▶ [Requirements] In the arithmetic terminology text below, what is 'c' called in the general equation a * b = c?

▶ [Text extract]
Addition Terminology

Addition is the combination of two or more numbers. The result of an addition is called a sum.

   general equation:  a + b = c

'a' is called the augend, 'b' is called the addend, while 'c' is called the sum.

   5 + 3 = 8

   5  is the augend 
   3  is the addend 
   8  is 5 added with 3
   +  is the arithmetic addition operator
   =  is the equals operator
Subtraction Terminology

Subtraction is the arithmetic operation in which the difference between two numbers is calculated.

   general equation:  a - b = c

'a' is called the minuend, 'b' is called the subtraend, while 'c' is called the difference.

   5 - 3 = 2

   5  is the minuend 
   3  is the subtrend 
   2  is the difference 5 and 3
   -  is the arithmetic subtraction operator
   =  is the equals operator

Subtraction is related to addition as follows. If a + b = c, then c - b = a and c - a = b.

If you subtract a larger number from a smaller number, then the difference is a negative number (i.e. it is less than zero). Negative numbers are prefixed with a dash - character.

   3 - 5 = -2

   3 minus 5 equals a negative 2 (i.e. -2)
   5 subtracted from 3 is a difference of -2
   the difference between 3 and 5 is -2
Multiplication Terminology

Multiplication is a technique for adding identical numbers.

   4 * 5  is equal to  4 + 4 + 4 + 4 + 4
   9 * 2  is equal to  9 + 9
   3 * 8  is equal to  3 + 3 + 3 + 3 + 3 + 3 + 3 + 3
   general equation:  a * b = c

'a' is called the multiplicand, 'b' is called the multiplicator, and 'c' is called the product.

For example, it is 11 miles between my home in Tempe and the SCC campus. The type (i.e. unit of measurement) is miles and 11 is a value. Round-trip my commute is 22 miles (2 times 11). Two times eleven can be written in the following ways.

   2 × 11
   2(11)
   2 ⋅ 11
   2 * 11

It is a good idea to memorize the 12-by-12 multiplication table.

▶ [Provided data]

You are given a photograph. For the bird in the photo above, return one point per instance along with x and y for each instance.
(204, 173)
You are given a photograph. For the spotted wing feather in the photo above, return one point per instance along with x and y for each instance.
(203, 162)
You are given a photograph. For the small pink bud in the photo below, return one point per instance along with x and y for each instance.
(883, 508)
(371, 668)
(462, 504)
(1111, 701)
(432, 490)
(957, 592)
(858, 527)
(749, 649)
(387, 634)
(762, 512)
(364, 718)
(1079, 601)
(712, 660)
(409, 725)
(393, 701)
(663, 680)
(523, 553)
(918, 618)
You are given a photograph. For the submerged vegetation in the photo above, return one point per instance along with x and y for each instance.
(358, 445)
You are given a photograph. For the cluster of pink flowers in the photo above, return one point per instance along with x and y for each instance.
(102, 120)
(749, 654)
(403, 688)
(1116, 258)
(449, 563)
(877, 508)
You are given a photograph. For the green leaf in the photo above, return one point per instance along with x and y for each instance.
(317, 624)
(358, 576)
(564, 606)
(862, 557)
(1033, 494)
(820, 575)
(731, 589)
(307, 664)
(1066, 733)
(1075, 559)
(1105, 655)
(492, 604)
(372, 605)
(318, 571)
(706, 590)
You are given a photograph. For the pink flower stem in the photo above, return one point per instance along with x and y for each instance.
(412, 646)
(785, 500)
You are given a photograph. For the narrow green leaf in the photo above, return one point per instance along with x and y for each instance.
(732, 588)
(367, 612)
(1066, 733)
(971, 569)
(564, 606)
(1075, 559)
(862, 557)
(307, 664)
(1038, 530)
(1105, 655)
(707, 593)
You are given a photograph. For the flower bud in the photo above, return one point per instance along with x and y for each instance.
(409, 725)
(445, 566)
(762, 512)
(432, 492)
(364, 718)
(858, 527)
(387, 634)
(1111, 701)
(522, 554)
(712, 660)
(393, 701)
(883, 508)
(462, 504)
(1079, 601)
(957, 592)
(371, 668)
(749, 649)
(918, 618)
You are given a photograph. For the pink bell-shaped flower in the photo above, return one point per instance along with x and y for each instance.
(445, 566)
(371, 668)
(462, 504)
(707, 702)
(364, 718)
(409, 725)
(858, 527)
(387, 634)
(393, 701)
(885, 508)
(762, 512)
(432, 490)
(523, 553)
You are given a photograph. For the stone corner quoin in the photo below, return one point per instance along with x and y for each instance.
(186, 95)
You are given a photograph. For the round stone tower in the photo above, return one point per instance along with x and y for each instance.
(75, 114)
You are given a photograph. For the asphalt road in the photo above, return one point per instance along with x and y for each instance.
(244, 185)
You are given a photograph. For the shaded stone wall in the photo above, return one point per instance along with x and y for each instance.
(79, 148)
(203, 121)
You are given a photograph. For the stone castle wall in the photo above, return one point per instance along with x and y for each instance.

▶ [Exercise solution] The product.